While this study is well powered with the large-scale genetics samples, the sample size is limited by the number of samples that also have serology and disease location. Additionally, this study did not include microbiome data. This prevents us from more accurately evaluating the joint model, especially its clinical utility, on a large scale. Nevertheless, our study has clearly demonstrated that a molecular and environmental factor-based model combining genetics, serum biomarkers, and smoking information could potentially complement current diagnostic strategies and help classify patients based on biologic state rather than imperfect clinical parameters.

Limitations of the study

The limitations of our study include: (1) The complex and multifactorial nature of IBD limits the accuracy of our model. Therefore, our model cannot be fully used in the clinical setting at this time. (2) We only focused on predicting the subtypes of IBD and two disease locations of CD. We were unable to comprehensively evaluate other important factors, such as the age of onset, disease severity, complication, disease course, response to therapy, amount of smoking, and gut microbiota, due to limitations in the phenotype and biomarker data of our samples in either IIBDGC or CEDARS. (3) Although we have data on disease extent and behavior, these factors have been evaluated and are known to have smaller heritability.16 When combined with the reduced sample size (due to the restriction to less than 10% of subjects with serum biomarker data), we did not have the statistical power to properly model these factors. While our study has a few limitations, we believe it is valuable in providing the initial evaluation of the contribution of genetics, serum biomarkers, and smoking information to CD/UC classification in a sizable cohort.

LIST OF TASKS =>
A) In the IBD study excerpt, switch "smoking information" to "tobacco use data" and give the passage starting with "While this study" and going on through "imperfect clinical parameters.".
B) Name every factor that the IBD study excerpt says the authors were unable to comprehensively evaluate.
C) Carry on the IBD study excerpt from its final sentence.
You won't need the records for any of this.

Saved entries:
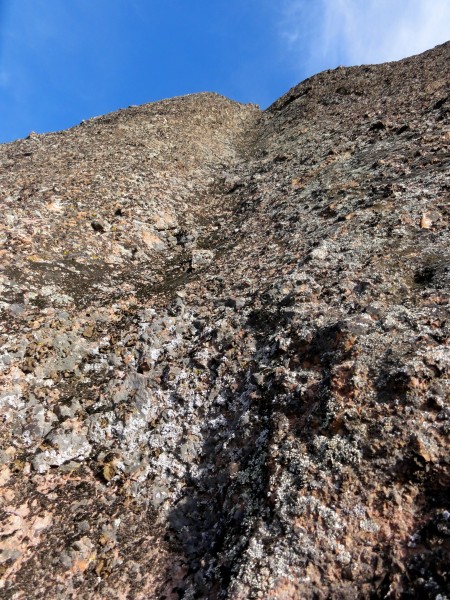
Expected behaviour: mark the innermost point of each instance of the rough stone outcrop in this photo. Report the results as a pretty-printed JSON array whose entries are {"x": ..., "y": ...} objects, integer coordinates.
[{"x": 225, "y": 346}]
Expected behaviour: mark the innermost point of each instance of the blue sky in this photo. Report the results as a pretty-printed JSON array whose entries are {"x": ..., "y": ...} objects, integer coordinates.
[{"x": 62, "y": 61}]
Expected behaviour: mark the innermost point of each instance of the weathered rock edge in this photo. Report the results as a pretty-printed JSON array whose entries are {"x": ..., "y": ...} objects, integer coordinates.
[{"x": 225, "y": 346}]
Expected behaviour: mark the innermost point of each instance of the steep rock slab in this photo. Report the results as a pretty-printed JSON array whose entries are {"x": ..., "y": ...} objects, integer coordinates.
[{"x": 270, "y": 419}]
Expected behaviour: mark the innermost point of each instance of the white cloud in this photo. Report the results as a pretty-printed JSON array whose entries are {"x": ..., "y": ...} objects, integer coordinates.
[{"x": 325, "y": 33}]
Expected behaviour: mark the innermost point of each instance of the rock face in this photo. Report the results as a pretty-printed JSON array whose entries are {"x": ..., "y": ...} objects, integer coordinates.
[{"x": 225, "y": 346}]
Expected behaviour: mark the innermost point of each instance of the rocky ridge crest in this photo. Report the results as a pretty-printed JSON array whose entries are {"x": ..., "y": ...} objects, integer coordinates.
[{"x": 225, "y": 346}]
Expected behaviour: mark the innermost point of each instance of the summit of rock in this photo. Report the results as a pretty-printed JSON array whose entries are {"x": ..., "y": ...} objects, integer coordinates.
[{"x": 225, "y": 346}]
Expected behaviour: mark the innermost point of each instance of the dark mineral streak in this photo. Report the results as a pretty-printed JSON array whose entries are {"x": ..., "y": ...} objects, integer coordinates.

* * *

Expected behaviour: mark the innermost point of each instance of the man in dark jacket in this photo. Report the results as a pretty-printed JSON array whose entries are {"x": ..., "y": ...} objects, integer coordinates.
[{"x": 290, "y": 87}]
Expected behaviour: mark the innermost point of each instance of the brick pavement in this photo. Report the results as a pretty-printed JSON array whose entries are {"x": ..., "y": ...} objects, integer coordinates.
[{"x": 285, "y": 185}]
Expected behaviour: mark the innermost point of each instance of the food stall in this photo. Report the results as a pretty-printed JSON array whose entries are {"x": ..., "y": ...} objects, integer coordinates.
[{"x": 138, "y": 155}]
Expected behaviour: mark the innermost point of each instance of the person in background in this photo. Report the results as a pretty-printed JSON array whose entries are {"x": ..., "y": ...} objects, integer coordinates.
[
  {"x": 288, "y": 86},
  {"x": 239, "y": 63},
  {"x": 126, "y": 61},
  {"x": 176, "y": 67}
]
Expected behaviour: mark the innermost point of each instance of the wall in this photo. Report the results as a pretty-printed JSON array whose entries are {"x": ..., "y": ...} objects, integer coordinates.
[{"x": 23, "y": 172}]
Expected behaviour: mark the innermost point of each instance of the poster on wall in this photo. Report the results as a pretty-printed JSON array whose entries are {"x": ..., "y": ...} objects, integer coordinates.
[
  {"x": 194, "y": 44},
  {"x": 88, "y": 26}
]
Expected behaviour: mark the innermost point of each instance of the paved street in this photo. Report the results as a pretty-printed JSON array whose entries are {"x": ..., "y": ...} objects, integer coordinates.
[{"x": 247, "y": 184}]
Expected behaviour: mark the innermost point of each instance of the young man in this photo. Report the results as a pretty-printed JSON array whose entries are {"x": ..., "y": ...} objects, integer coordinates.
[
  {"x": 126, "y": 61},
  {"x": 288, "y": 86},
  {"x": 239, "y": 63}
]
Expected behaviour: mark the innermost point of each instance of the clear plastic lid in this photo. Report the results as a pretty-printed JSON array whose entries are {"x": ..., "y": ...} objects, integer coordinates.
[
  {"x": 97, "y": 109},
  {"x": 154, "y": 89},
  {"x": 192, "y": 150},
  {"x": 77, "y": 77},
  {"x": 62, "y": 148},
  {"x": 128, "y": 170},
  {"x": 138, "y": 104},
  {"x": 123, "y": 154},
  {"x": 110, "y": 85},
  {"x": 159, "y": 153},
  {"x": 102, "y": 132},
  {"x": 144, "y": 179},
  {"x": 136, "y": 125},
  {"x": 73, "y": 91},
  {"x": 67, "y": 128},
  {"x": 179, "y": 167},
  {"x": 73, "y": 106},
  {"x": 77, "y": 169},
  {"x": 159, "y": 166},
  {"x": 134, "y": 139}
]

TASK RESPONSES =>
A)
While this study is well powered with the large-scale genetics samples, the sample size is limited by the number of samples that also have serology and disease location. Additionally, this study did not include microbiome data. This prevents us from more accurately evaluating the joint model, especially its clinical utility, on a large scale. Nevertheless, our study has clearly demonstrated that a molecular and environmental factor-based model combining genetics, serum biomarkers, and tobacco use data could potentially complement current diagnostic strategies and help classify patients based on biologic state rather than imperfect clinical parameters.

B) age of onset, disease severity, complication, disease course, response to therapy, amount of smoking, gut microbiota

C)
STAR★Methods

Key resources table

REAGENT or RESOURCE SOURCE IDENTIFIER
Software and algorithms

plink Chang et al.61 https://www.cog-genomics.org/plink/
Beagle Browning et al.58 http://faculty.washington.edu/browning/beagle/beagle.html
Admixture Alexander et al.62 https://dalexander.github.io/admixture/
rcompanion Salvatore Mangiafico64 https://cran.r-project.org/web/packages/rcompanion/index.html
PRS-CS Ge et al.37 https://github.com/getian107/PRScs
scikit-learn Pedregosa et al.65 https://scikit-learn.org/
TwoSampleMR Hemani et al.66 https://mrcieu.github.io/TwoSampleMR/

Resource availability

Lead contact

Further information and request for resources should be directed to and will be fulfilled by the lead contact, Hailiang Huang (hhuang@broadinstitute.org).

Materials availability

This study did not generate new unique reagents.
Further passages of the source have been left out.